> [Цитируемый отрывок]:
Я венгерского никогда не учил, от отца слышал только ругательства – когда он ошибался в своих ночных нотописаниях, то громко ругался сначала по-немецки, потом по-венгерски и уж в случае крайнего психа – на очень ломаном русском языке, видимо, так, как он запомнил из своих пленных времен. А в то первое (и последнее) лето в Венгрии я как-то уж очень быстро стал понимать, особенно прочитывая вывески на магазинах, корчмах. Меня уже потом, в Кечкемете, начальство иногда привлекало «переваживать» переговоры с мадьярами. А тогда, в Альшоуйлаке, я, например, узнал из рассказов девчонок, что они на зиму уезжали в города на заработки: прислугой к господам, каковыми для них были вообще жители городов. Моя партнерша Юлишка с большой гордостью рассказывала, что она два зимних сезона служила у очень большого господина – лейтенанта гонведов (пехоты), заработала себе на приданое…

В следующий наш поход в воскресный вечер в самом начале танцулек ко мне подошла небольшая ватага разрумянившихся девчонок, они стали мне наперебой произносить.

> [Условия заданий]:
- 1) Повторите без изменений часть фрагмента воспоминаний о Венгрии, которая открывается словами «В следующий наш» и завершается словами «мне наперебой произносить.».
- 2) Определите, согласуются ли с фрагментом воспоминаний о Венгрии утверждения (а), (б) и (в). Ответьте «да» или «нет» и приведите решающие слова фрагмента в виде точной цитаты. (а) Отец рассказчика, ошибаясь в нотописаниях, ругался сначала по-немецки. (б) Юлишка служила у лейтенанта гонведов три зимних сезона. (в) Девчонки на зиму уезжали в города на заработки.

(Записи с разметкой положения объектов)
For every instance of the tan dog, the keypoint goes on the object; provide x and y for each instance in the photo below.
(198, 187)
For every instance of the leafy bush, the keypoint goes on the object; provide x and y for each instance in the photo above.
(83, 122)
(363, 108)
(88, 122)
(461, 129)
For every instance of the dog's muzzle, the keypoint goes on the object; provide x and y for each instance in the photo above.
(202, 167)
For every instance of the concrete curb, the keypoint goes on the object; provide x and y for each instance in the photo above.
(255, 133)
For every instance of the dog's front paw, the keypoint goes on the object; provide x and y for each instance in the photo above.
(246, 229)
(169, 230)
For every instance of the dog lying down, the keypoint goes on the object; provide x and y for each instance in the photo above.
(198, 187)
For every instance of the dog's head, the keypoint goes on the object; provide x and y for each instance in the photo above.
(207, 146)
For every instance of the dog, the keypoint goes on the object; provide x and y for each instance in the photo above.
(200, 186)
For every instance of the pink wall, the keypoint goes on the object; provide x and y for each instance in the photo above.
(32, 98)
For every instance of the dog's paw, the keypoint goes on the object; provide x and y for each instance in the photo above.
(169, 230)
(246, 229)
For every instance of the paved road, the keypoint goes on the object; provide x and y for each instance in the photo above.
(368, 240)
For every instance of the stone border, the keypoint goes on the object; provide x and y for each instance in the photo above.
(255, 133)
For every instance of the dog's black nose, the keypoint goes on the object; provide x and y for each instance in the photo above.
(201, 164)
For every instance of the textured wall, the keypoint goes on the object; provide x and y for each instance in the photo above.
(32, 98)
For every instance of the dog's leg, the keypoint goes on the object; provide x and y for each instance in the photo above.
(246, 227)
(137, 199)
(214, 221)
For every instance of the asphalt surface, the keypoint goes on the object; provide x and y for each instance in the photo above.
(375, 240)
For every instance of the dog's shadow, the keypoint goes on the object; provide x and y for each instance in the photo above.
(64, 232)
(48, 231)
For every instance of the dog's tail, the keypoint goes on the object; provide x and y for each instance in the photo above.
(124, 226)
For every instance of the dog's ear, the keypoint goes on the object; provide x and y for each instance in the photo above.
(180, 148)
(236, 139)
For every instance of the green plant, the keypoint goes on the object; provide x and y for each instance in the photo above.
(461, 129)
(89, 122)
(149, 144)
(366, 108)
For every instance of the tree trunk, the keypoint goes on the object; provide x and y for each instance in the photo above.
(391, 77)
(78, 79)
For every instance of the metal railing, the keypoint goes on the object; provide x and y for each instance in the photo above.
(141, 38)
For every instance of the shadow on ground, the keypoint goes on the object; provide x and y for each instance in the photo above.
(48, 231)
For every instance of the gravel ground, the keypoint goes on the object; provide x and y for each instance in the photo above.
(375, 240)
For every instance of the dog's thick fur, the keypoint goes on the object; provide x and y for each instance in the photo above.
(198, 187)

> [Ответы]:
- 1)
В следующий наш поход в воскресный вечер в самом начале танцулек ко мне подошла небольшая ватага разрумянившихся девчонок, они стали мне наперебой произносить.

- 2)
(а) Да: «громко ругался сначала по-немецки, потом по-венгерски».
(б) Нет: «она два зимних сезона служила у очень большого господина – лейтенанта гонведов».
(в) Да: «они на зиму уезжали в города на заработки».